_Problem description_:
In the entries below, find the line with "Query: sparse vegetation" and transcribe it and every line after it exactly, through the last line, without pictures.

(Stored data entries)
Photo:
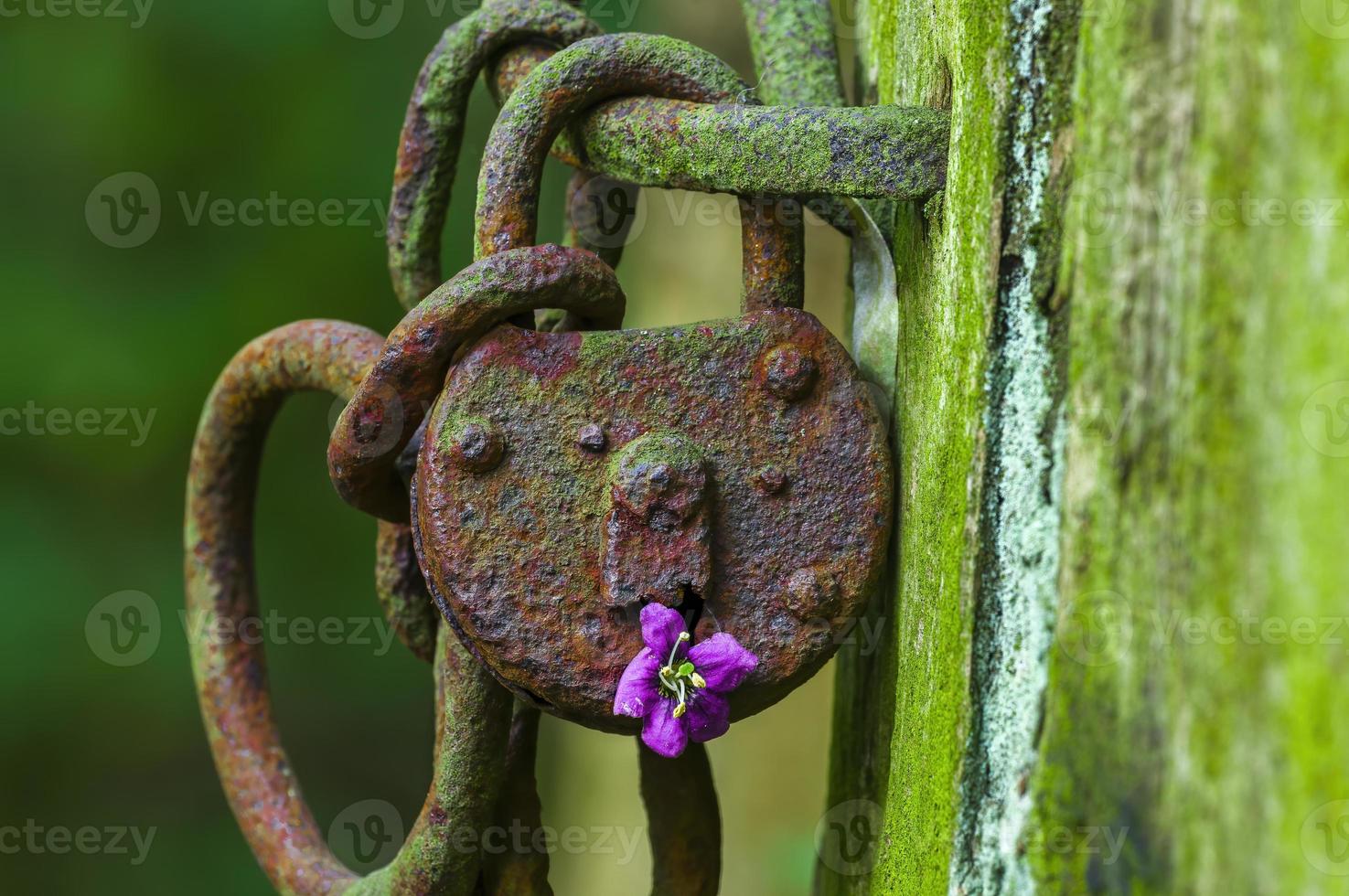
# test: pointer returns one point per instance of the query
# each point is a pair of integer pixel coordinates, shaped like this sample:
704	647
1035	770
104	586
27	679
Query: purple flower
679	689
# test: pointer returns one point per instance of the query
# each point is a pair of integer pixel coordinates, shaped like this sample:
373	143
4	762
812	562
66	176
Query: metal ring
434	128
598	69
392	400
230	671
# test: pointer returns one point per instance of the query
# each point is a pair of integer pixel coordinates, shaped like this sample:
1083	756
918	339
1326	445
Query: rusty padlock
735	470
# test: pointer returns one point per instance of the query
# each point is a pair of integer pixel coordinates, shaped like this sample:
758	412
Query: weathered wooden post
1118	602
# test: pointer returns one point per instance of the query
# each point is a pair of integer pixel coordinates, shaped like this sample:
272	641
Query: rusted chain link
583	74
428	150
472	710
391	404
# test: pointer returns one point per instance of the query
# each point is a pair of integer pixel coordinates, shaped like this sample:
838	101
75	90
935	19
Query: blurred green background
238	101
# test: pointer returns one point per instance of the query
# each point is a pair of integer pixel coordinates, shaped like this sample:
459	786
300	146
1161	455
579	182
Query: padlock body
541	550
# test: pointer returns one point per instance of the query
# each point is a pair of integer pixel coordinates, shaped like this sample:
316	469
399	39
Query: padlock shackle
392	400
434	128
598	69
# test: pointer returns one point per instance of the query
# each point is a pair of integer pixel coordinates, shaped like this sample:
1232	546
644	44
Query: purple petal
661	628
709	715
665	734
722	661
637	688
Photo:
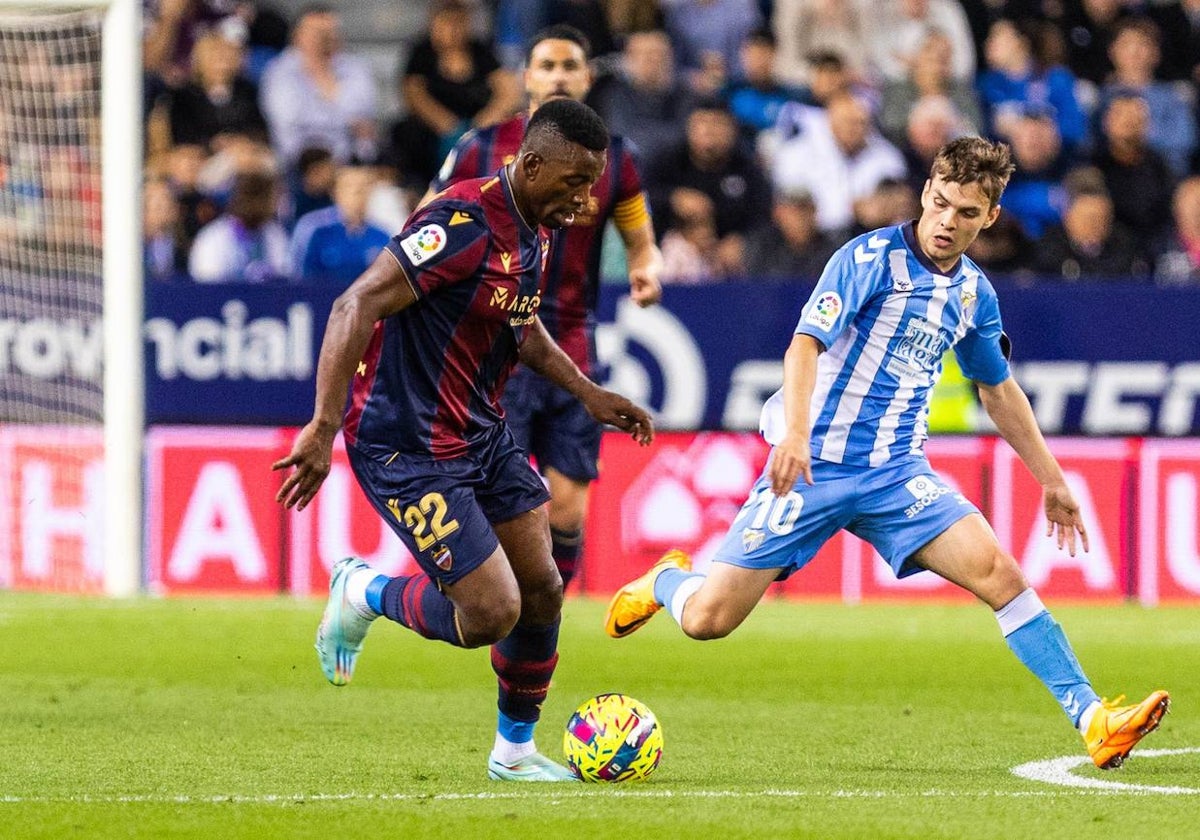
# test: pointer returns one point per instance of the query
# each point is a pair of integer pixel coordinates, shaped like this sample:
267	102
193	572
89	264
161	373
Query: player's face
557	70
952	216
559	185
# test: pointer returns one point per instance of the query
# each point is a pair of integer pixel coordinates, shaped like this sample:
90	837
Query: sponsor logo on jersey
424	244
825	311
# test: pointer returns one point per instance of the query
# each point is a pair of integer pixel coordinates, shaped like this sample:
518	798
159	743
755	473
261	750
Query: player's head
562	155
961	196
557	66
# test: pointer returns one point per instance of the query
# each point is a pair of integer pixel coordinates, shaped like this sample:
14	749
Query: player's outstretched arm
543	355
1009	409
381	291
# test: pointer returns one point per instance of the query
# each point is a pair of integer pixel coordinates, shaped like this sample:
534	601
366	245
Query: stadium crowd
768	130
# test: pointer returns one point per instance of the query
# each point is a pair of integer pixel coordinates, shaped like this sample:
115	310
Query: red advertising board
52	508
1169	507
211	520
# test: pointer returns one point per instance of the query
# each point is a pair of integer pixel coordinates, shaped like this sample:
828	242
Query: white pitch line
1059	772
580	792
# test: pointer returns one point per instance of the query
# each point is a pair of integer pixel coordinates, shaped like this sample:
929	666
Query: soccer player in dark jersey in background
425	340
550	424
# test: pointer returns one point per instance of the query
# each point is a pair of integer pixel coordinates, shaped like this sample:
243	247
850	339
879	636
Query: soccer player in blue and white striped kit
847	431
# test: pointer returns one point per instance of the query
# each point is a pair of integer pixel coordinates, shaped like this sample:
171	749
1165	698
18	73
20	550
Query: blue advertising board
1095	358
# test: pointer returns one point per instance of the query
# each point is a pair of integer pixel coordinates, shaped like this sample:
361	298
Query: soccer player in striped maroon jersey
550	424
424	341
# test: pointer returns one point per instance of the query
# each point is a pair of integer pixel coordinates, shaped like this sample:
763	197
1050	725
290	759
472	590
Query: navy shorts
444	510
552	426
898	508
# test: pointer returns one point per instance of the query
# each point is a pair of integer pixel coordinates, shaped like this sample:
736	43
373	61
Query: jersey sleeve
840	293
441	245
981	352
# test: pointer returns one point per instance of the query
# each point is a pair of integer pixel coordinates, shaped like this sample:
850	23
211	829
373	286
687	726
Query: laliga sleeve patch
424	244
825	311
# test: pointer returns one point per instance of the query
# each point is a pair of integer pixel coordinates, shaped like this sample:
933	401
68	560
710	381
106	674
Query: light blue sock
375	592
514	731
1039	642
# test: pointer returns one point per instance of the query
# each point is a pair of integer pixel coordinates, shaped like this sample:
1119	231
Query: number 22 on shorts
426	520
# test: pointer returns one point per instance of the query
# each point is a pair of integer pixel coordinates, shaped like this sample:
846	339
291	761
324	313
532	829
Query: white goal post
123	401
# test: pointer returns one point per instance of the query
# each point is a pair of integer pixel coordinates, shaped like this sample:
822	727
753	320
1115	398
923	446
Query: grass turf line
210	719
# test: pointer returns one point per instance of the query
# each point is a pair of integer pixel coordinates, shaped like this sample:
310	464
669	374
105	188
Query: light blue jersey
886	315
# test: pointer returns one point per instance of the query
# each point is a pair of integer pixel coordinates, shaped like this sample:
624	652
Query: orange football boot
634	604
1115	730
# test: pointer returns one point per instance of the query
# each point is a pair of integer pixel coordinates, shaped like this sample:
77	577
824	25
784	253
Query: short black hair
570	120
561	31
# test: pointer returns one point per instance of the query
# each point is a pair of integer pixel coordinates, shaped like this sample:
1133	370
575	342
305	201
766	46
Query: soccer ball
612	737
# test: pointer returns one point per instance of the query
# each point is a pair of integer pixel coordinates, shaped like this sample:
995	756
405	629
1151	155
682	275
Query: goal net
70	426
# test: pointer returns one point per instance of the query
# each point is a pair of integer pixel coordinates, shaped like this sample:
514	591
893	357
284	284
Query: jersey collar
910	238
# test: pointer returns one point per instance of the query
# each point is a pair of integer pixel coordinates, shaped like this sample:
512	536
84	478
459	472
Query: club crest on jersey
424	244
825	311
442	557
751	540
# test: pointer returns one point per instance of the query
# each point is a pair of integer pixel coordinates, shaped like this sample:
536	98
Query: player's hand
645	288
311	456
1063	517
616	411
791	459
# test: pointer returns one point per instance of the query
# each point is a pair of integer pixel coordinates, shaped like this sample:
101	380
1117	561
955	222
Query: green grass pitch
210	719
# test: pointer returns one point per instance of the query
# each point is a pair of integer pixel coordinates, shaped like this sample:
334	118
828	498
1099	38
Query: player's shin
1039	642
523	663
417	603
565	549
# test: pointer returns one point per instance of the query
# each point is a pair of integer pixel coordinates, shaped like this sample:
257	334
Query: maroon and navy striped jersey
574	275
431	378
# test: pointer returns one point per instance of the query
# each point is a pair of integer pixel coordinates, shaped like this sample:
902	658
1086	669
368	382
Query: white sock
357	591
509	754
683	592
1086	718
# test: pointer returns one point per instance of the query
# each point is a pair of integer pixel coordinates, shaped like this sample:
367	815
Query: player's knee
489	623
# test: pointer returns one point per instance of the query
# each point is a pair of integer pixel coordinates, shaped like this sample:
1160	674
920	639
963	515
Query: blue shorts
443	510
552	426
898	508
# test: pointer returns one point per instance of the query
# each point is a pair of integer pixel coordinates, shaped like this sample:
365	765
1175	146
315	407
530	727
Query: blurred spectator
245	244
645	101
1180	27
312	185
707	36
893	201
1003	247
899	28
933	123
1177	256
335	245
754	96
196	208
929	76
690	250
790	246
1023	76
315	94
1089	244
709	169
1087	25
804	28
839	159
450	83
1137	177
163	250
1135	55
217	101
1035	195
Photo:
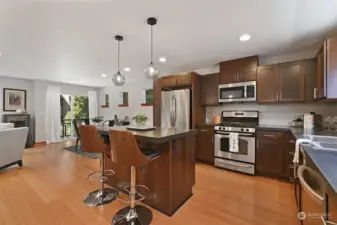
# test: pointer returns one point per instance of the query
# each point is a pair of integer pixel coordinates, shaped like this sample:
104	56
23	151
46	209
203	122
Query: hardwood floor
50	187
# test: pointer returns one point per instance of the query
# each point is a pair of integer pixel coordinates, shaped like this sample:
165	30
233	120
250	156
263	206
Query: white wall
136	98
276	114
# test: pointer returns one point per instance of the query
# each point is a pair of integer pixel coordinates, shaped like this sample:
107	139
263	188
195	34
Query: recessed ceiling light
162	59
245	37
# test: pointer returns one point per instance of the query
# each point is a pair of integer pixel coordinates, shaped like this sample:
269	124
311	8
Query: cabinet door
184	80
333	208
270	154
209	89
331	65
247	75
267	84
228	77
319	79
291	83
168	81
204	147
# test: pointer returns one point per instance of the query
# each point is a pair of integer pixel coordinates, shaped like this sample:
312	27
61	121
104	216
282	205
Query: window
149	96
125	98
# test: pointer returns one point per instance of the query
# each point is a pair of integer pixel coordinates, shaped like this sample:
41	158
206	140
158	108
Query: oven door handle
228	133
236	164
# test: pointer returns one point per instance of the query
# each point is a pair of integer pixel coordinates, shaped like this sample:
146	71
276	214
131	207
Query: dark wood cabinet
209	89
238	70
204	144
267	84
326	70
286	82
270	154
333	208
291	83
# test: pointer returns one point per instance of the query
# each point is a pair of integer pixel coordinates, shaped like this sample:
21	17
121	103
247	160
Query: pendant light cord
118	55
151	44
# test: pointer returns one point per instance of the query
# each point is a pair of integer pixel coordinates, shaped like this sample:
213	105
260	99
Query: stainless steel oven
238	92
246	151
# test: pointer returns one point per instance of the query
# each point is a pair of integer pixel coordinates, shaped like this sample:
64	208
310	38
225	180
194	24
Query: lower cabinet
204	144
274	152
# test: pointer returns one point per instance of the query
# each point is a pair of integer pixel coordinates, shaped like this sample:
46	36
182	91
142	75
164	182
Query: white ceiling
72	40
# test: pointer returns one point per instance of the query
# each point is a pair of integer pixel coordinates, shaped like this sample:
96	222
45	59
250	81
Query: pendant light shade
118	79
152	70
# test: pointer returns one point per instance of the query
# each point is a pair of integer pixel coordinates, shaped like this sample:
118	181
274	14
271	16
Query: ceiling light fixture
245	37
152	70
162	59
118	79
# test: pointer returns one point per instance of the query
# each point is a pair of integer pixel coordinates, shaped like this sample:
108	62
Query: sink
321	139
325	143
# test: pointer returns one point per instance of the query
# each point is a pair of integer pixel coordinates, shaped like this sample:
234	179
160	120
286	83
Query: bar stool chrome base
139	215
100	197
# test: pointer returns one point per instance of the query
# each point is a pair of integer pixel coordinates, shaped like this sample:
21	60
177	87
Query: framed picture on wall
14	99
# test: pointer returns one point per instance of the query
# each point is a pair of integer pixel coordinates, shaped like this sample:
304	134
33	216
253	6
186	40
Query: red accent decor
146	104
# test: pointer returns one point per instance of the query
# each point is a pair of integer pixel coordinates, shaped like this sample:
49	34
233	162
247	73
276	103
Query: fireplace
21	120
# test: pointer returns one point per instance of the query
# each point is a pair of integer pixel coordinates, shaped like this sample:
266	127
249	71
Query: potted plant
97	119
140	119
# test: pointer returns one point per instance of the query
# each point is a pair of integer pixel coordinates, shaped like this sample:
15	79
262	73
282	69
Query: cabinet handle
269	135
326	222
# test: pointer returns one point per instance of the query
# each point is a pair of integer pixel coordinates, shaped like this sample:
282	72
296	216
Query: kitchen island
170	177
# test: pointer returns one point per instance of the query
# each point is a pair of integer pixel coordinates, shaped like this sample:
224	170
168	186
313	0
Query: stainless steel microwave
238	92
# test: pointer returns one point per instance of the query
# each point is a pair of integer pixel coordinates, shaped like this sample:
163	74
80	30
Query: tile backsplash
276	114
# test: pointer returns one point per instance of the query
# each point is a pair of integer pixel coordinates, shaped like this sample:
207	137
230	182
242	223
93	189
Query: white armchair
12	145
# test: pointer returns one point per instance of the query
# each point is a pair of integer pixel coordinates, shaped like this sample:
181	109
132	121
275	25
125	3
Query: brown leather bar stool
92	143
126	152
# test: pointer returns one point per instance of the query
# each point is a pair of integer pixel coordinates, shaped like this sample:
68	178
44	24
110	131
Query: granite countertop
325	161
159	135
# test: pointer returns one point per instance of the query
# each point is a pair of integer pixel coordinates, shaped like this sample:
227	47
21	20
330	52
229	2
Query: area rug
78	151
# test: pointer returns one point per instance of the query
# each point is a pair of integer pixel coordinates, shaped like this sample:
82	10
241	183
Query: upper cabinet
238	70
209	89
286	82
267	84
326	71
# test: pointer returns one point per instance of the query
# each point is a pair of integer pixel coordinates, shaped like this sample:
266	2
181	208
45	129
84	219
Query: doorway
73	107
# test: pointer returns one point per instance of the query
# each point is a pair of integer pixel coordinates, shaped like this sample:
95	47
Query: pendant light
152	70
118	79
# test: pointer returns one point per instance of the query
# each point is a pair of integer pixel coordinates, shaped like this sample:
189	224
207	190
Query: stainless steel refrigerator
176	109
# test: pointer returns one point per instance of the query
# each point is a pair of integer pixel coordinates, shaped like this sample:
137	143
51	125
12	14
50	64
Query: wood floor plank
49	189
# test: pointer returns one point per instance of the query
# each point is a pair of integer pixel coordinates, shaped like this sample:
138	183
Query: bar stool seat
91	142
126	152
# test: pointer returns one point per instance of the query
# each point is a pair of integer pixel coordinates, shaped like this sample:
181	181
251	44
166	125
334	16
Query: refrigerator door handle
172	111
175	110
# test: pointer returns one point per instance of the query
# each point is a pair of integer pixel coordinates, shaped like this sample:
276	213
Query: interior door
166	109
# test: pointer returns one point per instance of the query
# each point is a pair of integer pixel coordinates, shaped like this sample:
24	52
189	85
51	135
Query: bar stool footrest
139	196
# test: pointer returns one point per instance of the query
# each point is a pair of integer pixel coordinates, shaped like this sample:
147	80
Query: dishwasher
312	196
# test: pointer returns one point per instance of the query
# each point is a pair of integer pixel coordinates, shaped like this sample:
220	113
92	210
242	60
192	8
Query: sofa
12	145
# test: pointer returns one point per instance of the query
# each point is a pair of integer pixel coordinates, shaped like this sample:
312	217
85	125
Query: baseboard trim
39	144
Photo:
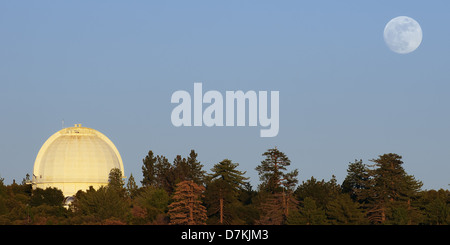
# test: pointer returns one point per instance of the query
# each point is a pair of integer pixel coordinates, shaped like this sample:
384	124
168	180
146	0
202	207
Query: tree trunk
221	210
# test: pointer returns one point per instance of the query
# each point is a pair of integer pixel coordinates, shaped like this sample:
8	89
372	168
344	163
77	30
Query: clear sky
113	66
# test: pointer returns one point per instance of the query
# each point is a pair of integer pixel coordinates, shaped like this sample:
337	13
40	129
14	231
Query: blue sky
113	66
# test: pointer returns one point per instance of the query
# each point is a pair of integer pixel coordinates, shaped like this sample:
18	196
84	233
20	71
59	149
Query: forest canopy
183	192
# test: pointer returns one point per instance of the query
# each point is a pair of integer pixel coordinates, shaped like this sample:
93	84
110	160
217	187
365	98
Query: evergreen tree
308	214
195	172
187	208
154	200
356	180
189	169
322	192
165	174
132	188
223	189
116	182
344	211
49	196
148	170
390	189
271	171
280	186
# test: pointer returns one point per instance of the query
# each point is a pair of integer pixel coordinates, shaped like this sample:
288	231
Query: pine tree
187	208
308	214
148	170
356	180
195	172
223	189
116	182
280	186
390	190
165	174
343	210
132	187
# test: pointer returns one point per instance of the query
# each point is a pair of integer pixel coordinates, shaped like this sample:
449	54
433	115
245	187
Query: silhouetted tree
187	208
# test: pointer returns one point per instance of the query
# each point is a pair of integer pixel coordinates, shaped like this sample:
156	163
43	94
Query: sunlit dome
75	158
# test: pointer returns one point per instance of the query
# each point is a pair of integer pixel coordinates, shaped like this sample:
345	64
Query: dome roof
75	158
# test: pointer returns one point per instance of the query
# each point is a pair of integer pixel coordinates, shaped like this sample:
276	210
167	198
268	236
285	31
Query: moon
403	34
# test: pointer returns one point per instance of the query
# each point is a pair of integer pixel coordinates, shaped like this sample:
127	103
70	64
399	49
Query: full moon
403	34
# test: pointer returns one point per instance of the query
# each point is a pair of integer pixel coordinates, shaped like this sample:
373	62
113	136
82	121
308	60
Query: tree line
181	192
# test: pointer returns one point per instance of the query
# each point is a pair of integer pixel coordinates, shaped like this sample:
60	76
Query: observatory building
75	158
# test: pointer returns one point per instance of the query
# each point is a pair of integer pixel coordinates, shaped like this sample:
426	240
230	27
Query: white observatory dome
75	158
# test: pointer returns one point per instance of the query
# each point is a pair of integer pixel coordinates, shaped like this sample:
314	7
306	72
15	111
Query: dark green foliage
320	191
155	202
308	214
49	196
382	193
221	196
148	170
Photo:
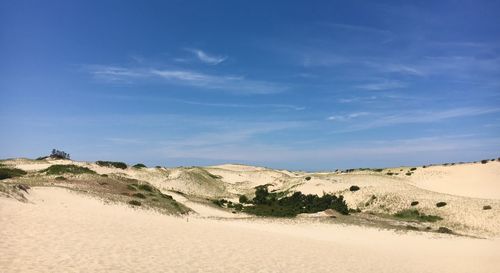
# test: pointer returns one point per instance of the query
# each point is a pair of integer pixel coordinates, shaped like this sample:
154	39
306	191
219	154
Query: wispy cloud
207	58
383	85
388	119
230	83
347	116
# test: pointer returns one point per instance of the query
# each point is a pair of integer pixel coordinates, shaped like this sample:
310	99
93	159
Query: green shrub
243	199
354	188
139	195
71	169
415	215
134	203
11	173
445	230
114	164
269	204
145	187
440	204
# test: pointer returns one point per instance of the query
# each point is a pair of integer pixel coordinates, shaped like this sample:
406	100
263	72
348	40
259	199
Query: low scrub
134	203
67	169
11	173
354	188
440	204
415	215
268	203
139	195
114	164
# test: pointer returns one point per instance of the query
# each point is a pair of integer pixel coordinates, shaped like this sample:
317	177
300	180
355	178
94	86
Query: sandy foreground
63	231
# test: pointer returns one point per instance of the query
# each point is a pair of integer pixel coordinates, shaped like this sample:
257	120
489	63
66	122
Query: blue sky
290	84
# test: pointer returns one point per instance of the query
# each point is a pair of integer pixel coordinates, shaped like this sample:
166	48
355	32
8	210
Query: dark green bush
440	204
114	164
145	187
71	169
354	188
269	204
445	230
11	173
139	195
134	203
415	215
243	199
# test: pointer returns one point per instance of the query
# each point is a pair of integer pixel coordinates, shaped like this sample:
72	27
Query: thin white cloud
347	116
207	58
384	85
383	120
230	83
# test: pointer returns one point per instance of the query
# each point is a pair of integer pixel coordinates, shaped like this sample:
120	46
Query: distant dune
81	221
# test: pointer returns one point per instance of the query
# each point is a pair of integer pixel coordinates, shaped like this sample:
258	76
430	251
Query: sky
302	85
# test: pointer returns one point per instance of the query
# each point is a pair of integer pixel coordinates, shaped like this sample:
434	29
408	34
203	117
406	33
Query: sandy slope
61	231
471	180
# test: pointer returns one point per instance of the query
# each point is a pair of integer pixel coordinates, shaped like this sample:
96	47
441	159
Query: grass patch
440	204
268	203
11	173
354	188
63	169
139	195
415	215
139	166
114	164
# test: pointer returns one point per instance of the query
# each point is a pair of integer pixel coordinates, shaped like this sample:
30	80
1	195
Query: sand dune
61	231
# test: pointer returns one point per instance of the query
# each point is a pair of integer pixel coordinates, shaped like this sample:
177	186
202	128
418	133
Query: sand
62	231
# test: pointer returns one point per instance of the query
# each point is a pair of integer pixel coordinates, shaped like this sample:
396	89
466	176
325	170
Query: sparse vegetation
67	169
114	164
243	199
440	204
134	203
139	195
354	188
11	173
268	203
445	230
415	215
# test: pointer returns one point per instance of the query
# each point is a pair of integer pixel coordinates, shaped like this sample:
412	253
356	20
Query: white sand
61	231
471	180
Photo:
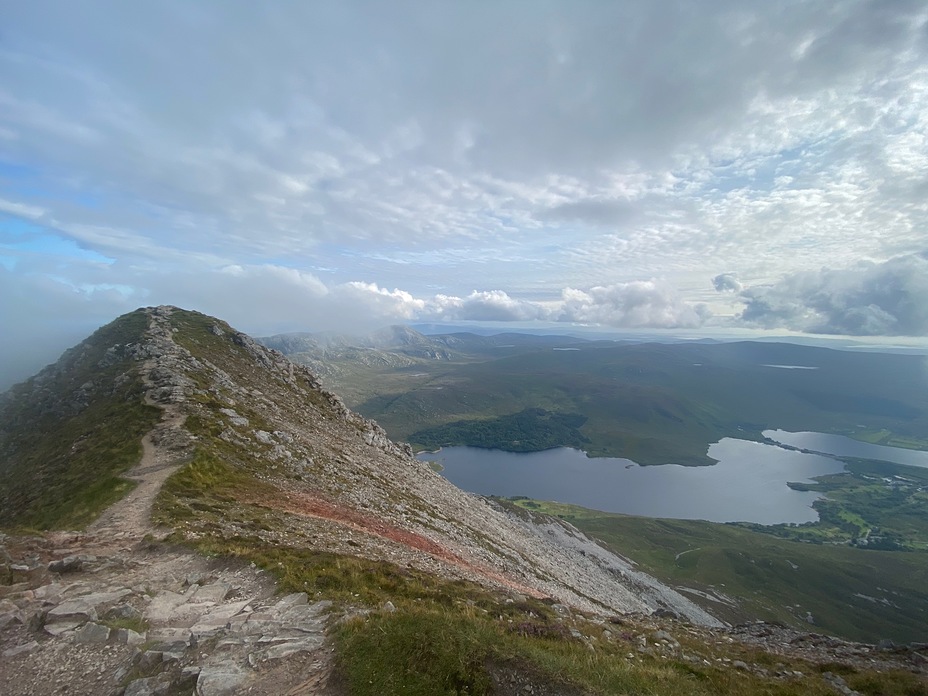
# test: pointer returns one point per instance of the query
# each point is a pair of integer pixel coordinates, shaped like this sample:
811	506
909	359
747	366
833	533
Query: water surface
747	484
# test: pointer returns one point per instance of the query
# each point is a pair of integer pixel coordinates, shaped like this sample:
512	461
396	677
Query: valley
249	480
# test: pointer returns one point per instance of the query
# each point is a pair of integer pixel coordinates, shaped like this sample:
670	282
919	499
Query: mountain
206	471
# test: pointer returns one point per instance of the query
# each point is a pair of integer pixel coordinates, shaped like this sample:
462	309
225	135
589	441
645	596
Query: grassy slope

_Solved exercise_:
Query: sparse vegetation
67	169
114	164
243	199
440	204
134	203
139	195
354	188
11	173
268	203
445	230
415	215
# test: pointer returns one point per instance of the query
# each point is a pair of integer pixel coordinates, shaped like this sample:
412	253
356	20
Query: white sand
61	231
471	180
Photo:
# test: pointer returns one point per instance of the query
# each point is a pair of integer pixel coordinates, shaped like this sample:
811	506
909	359
747	366
833	533
Query: water surface
747	484
# test: pointer returns one point per instance of the query
# each point is a pair of integer pixel coordinates, shaped like this sample:
512	461
396	677
Query: valley
249	480
# test: pointer returns one point per instance of the query
# each point is a pair of integer pixel coordinates, shaped like this sample:
670	282
919	499
Query: mountain
206	471
# test: pointer returns one point per instance of the query
# each point is a pair of integer pixel coordinates, shaped like this sample:
462	309
225	135
589	441
645	596
Query: grassy slope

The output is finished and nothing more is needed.